[Source data]
*-*-*
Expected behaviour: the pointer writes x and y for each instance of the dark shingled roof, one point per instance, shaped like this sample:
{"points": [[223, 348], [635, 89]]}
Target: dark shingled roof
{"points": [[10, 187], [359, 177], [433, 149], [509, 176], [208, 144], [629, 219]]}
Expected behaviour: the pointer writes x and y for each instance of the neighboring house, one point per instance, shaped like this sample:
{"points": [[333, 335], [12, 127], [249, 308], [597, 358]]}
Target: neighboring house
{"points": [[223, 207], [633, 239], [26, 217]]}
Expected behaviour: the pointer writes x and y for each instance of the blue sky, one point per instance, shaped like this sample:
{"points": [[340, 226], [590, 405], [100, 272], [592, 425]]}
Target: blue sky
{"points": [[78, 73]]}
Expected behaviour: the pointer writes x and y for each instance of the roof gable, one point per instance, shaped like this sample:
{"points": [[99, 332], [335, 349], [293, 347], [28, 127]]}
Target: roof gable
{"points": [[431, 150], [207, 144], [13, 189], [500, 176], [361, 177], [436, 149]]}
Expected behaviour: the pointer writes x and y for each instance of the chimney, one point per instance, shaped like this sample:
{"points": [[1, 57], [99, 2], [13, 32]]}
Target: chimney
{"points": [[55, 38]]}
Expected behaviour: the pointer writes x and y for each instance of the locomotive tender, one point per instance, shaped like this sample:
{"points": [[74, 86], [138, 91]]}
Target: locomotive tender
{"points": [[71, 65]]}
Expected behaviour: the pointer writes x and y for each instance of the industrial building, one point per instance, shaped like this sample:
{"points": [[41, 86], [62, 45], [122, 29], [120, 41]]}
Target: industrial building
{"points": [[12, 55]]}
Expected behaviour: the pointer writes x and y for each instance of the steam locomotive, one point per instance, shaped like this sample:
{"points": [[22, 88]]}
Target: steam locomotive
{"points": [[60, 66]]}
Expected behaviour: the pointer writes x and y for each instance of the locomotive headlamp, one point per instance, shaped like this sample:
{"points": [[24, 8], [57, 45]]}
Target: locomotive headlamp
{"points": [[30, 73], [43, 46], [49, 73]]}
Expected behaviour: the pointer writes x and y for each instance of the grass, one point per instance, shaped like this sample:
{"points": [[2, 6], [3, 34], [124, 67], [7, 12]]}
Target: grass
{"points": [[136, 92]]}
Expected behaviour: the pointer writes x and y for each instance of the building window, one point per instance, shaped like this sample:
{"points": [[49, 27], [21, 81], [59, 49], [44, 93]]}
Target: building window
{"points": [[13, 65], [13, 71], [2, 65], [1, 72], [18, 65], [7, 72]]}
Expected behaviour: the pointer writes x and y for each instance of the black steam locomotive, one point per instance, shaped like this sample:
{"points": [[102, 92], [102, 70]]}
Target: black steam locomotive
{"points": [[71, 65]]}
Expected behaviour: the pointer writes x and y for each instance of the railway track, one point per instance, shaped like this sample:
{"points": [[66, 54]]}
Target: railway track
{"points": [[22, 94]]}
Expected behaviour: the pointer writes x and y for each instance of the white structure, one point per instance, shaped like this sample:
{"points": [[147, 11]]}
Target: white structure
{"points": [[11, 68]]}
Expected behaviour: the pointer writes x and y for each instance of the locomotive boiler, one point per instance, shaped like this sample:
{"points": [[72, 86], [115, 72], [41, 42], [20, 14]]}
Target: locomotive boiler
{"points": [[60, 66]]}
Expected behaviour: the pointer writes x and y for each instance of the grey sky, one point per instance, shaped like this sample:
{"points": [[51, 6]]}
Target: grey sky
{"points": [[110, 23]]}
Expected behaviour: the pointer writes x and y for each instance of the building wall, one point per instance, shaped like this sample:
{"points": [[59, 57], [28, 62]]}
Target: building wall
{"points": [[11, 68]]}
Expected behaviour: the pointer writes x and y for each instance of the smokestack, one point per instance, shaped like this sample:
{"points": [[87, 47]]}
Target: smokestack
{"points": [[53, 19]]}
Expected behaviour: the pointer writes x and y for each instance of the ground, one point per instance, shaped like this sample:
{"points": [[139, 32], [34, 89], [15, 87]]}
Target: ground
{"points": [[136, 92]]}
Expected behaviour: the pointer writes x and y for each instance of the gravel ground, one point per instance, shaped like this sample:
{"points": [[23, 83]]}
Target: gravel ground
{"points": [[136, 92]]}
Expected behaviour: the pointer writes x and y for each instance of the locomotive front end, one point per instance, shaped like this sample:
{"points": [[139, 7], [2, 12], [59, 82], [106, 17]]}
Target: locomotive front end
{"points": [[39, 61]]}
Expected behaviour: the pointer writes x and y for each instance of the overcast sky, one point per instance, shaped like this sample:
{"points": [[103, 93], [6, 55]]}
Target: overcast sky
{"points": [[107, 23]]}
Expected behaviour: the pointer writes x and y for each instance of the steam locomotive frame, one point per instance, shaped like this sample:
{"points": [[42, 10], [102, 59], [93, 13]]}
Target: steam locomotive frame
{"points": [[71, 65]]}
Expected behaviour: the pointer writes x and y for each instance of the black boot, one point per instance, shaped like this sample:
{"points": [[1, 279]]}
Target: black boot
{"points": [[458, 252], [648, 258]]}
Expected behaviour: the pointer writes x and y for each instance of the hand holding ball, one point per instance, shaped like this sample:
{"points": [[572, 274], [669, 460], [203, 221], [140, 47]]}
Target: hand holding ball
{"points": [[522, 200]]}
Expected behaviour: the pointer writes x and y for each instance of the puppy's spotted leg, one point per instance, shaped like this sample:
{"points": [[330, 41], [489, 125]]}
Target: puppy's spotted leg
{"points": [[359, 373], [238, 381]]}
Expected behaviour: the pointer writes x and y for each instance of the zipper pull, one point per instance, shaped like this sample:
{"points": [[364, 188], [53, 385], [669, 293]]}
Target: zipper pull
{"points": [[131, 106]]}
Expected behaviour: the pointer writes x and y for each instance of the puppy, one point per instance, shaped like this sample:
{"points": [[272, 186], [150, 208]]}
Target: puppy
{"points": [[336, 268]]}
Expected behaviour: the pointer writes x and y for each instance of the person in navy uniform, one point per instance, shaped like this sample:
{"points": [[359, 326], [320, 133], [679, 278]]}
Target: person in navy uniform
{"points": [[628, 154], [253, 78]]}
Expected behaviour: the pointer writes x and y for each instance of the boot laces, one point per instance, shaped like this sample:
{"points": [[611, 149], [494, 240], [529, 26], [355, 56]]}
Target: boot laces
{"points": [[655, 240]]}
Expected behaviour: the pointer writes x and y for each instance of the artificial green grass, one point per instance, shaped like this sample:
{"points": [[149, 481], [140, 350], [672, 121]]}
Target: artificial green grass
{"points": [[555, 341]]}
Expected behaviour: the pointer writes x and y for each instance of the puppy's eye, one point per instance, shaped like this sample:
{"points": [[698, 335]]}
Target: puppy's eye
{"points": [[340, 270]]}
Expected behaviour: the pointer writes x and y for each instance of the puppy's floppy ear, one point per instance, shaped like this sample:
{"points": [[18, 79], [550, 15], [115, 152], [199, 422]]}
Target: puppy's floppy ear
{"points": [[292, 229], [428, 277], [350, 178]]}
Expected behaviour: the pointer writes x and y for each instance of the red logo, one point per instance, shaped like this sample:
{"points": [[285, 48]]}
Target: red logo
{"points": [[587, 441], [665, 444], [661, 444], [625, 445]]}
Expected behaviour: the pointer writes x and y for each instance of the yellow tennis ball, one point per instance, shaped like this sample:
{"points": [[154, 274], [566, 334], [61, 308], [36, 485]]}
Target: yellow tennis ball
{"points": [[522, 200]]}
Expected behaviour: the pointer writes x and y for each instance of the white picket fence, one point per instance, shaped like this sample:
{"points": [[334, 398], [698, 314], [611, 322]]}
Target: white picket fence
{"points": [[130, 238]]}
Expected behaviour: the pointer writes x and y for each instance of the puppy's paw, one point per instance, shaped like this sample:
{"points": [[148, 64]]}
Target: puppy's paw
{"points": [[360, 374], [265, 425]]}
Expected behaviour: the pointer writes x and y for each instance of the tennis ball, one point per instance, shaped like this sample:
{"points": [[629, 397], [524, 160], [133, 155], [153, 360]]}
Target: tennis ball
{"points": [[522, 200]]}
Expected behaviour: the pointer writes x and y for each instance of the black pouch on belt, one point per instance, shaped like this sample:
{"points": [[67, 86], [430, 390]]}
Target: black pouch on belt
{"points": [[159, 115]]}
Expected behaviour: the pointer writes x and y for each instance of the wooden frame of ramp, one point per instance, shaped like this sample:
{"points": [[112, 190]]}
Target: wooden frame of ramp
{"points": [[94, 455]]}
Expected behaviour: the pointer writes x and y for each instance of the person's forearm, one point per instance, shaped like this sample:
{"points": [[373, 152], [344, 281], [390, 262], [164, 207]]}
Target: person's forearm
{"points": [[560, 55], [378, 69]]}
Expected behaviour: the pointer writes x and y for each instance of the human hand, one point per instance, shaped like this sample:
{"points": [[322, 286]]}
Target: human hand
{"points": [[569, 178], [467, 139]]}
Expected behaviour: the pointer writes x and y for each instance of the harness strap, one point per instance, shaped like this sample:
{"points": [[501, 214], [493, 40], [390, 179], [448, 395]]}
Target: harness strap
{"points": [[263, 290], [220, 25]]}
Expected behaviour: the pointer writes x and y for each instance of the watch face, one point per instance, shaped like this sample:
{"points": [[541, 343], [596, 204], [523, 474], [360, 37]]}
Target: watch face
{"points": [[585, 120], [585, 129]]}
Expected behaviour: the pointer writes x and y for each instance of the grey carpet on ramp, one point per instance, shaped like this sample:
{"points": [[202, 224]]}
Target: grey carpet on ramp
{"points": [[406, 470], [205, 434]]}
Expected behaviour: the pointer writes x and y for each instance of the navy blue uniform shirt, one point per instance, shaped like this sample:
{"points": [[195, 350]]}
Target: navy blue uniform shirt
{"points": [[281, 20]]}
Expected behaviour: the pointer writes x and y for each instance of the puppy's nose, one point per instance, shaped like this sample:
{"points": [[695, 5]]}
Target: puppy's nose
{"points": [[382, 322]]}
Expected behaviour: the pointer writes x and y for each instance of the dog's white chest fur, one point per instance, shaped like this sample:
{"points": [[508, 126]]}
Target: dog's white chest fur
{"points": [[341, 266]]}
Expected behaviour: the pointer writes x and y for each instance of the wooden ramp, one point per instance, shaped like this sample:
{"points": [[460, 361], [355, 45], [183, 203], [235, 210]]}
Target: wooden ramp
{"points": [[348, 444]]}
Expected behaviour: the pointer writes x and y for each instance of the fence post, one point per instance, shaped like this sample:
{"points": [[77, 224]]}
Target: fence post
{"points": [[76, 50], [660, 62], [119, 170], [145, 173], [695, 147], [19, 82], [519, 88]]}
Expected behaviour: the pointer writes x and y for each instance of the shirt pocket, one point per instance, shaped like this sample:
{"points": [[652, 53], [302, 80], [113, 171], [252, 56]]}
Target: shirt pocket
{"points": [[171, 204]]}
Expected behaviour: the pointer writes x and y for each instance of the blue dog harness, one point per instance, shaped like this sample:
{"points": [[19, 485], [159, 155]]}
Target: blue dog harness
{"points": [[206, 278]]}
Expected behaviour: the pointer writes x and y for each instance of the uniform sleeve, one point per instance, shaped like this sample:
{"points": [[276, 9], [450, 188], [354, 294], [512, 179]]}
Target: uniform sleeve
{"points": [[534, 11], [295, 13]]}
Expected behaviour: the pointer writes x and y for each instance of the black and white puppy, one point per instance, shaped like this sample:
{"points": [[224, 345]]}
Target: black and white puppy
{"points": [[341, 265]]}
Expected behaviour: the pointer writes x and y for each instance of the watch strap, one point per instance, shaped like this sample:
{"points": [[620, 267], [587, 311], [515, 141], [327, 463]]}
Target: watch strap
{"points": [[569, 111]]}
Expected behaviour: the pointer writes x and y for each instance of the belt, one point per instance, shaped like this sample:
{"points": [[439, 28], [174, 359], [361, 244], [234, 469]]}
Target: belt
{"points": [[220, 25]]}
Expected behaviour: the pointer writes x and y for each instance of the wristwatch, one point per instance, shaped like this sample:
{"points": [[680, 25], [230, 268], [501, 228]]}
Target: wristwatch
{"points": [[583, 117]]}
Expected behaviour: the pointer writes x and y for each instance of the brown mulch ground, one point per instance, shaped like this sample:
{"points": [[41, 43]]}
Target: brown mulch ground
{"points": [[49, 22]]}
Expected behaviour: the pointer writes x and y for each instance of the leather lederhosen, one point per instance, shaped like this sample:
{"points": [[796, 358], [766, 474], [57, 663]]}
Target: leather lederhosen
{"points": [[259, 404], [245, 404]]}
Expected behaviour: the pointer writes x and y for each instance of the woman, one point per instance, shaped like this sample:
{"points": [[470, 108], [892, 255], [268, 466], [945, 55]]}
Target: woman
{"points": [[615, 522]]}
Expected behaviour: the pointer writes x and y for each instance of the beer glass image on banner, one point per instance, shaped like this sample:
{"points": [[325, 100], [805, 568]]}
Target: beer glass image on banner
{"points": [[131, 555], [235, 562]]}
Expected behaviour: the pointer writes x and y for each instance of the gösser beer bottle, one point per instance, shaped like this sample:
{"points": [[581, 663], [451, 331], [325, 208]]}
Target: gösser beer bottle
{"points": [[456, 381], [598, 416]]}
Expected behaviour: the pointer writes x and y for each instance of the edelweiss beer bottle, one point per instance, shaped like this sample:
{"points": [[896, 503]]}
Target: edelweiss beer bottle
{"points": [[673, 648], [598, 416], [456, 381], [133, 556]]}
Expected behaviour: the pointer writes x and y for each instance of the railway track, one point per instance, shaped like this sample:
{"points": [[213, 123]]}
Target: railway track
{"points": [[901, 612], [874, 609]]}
*-*-*
*To do:* Nothing but the lines from the start of the data through the line holding "the chimney, one" should be restated, and each one exactly.

*Written reply:*
Expected behaviour: the pointer writes x and y for each instance of the dark shingled roof, one point per instance, shaped like this sample:
{"points": [[223, 348], [635, 89]]}
Target: dark shingled roof
{"points": [[10, 187], [359, 177], [433, 149], [509, 176], [208, 144], [629, 219]]}
Expected behaviour: the pointer writes x and y for each instance of the neighboring house, one point per instance, shaped like this sample:
{"points": [[333, 335], [12, 127], [249, 308], [597, 358]]}
Target: neighboring house
{"points": [[223, 207], [633, 239], [26, 217]]}
Expected behaviour: the pointer writes x and y for each instance of the blue sky, one point per instance, shaped like this sample:
{"points": [[340, 226], [590, 405], [100, 272], [592, 425]]}
Target: blue sky
{"points": [[78, 73]]}
Expected behaviour: the pointer writes x and y for each instance of the roof gable, one point per instance, shaped like this sample:
{"points": [[99, 332], [335, 349], [293, 347], [28, 127]]}
Target: roof gable
{"points": [[431, 150], [207, 144], [13, 189], [500, 176], [361, 177], [436, 149]]}
Expected behaviour: the pointer writes x and y for each instance of the chimney, one point per instance, shaped like this sample:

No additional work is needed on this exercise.